- Aim of the exercise:
Using the material below, print the line that contains "the system must locate the serving", the line that contains "the system must locate the concrete", and every line in between, exactly and nothing else.

- Data:
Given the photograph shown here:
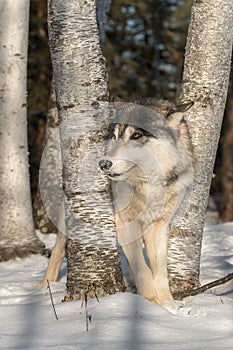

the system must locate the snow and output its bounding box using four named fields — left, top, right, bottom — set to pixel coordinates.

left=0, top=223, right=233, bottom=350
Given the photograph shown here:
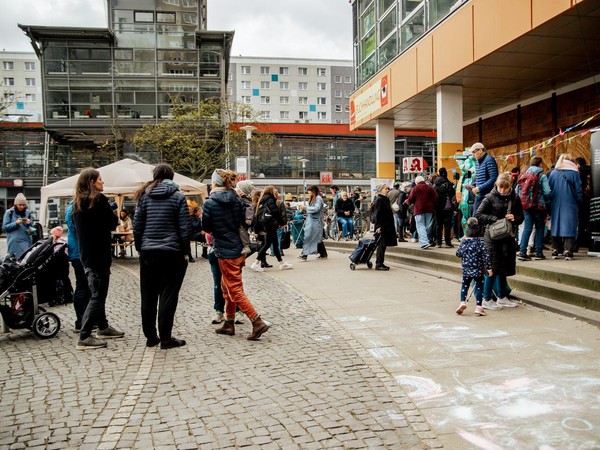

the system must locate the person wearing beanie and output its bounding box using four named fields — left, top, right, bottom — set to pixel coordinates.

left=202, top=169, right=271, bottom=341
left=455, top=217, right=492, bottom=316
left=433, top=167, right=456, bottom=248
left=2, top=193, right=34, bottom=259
...
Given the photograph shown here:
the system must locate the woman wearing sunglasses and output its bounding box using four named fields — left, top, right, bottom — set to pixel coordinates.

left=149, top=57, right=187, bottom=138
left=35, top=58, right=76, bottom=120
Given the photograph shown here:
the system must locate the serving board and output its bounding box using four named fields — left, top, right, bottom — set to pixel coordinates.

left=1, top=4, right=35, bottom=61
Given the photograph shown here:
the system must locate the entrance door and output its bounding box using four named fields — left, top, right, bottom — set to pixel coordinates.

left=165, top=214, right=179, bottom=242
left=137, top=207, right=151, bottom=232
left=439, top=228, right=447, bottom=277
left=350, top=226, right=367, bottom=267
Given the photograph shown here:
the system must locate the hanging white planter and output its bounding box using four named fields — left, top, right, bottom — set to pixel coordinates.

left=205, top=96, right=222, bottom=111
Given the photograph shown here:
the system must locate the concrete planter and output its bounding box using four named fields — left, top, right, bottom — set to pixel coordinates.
--
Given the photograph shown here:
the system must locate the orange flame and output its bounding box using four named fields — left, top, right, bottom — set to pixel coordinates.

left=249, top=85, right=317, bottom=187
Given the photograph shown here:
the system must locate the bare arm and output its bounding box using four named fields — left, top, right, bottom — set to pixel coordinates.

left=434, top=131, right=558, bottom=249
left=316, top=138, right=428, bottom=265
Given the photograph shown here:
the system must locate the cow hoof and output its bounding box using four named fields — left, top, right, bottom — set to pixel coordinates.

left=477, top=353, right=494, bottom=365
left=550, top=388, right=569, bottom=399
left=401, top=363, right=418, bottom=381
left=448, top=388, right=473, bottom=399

- Task output:
the system must locate the serving board and output its bounding box using four named fields — left, top, right, bottom — set to pixel coordinates.

left=1, top=4, right=35, bottom=61
Given the photograph shown here:
the system must locate the entrance door and output its bounding box using four named fields — left, top, right, bottom — set to pixel coordinates.

left=165, top=214, right=179, bottom=242
left=137, top=207, right=151, bottom=232
left=439, top=228, right=447, bottom=277
left=350, top=226, right=367, bottom=267
Given the photograph shown here:
the system must locate the hanging white planter and output its bounding box using four named fields — left, top, right, bottom — set to pixel coordinates.

left=205, top=96, right=222, bottom=111
Given the photograph shown here:
the system must locate the concrete planter and output its bounding box using four named fields — left, top, right, bottom — set to pixel coordinates.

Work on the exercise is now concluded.